= Document section =

══════════════════════════════

Lieutenant-General William Staveley  (29 July 1784 – 4 April 1854) was a British Army officer who fought in the Peninsular War and later became Commander and Lieutenant Governor of Hong Kong.

Military career

Staveley was born in York, the son of William Staveley and Henrietta Henderson. He entered the British Army in 1798 as an ensign.  Staveley fought in several conflicts in the Peninsular War (Battle of Talavera, Battle of Fuentes de Onoro, Battle of Vittoria, Battle of the Pyrenees, Battle of Toulouse, Siege of Ciudad Rodrigo and Battle of Badajoz and many other minor actions).

At the 1815 Battle of Waterloo, Staveley was present as a captain in the Royal Staff Corps, afterwards receiving the Companion of the Bath (CB) and a promotion to brevet Lieutenant-colonel.

He went to Mauritius in 1821 and served in various roles (deputy quartermaster-general and commandant of Port Louis) before becoming Commander and Lieutenant Governor of Hong Kong in 1847.

══════════════════════════════

= Information given =
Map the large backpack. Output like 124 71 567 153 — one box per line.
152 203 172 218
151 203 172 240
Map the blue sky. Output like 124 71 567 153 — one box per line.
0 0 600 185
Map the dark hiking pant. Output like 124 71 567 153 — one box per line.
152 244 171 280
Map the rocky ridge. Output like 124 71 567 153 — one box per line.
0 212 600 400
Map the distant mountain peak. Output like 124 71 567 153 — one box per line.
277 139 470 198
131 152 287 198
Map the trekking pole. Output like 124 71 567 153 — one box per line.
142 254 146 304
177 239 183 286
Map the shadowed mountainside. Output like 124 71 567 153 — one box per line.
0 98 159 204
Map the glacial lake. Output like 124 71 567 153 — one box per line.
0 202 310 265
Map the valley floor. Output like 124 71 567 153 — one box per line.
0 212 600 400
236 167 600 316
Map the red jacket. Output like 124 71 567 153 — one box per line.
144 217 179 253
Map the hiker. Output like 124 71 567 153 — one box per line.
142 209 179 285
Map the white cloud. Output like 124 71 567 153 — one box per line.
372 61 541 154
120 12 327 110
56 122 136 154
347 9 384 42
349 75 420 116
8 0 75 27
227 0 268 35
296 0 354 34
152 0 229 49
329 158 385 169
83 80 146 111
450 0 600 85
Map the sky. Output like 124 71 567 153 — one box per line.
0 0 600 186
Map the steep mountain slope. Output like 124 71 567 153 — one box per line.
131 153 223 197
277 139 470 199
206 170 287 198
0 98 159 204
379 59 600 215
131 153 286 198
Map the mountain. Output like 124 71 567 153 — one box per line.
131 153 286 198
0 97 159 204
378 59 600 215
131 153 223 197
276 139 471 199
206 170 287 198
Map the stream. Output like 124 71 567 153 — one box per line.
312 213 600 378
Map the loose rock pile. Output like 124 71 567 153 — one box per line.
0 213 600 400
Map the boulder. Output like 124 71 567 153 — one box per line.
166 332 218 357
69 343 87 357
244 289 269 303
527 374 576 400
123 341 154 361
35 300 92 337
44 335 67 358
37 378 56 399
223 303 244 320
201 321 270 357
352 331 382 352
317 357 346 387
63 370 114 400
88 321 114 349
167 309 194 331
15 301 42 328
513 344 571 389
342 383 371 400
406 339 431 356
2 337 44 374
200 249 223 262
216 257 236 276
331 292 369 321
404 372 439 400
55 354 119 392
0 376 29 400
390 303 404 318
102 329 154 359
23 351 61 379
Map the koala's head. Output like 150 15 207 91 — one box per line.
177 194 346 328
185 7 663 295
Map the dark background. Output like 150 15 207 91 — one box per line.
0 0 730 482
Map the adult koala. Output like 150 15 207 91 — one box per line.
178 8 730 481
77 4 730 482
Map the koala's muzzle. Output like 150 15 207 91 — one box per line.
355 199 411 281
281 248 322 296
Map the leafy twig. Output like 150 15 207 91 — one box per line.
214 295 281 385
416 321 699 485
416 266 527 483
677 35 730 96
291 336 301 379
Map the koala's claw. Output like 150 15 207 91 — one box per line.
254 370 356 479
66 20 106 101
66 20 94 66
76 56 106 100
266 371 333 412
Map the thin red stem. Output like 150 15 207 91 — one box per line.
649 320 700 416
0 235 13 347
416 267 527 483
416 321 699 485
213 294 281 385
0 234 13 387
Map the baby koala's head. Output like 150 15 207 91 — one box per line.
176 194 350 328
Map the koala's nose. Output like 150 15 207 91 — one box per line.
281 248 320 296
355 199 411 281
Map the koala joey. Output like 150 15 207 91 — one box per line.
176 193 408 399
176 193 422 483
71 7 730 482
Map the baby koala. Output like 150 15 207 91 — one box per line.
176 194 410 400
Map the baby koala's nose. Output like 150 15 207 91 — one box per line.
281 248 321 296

══════════════════════════════

Rewrite the part of the Staveley biography that opens with "Staveley was born" and closes with "other minor actions).", renaming "ensign" to "cornet" throughout. Rely only on the text itself for this work, not on the items.

= Reply =
Staveley was born in York, the son of William Staveley and Henrietta Henderson. He entered the British Army in 1798 as an cornet.  Staveley fought in several conflicts in the Peninsular War (Battle of Talavera, Battle of Fuentes de Onoro, Battle of Vittoria, Battle of the Pyrenees, Battle of Toulouse, Siege of Ciudad Rodrigo and Battle of Badajoz and many other minor actions).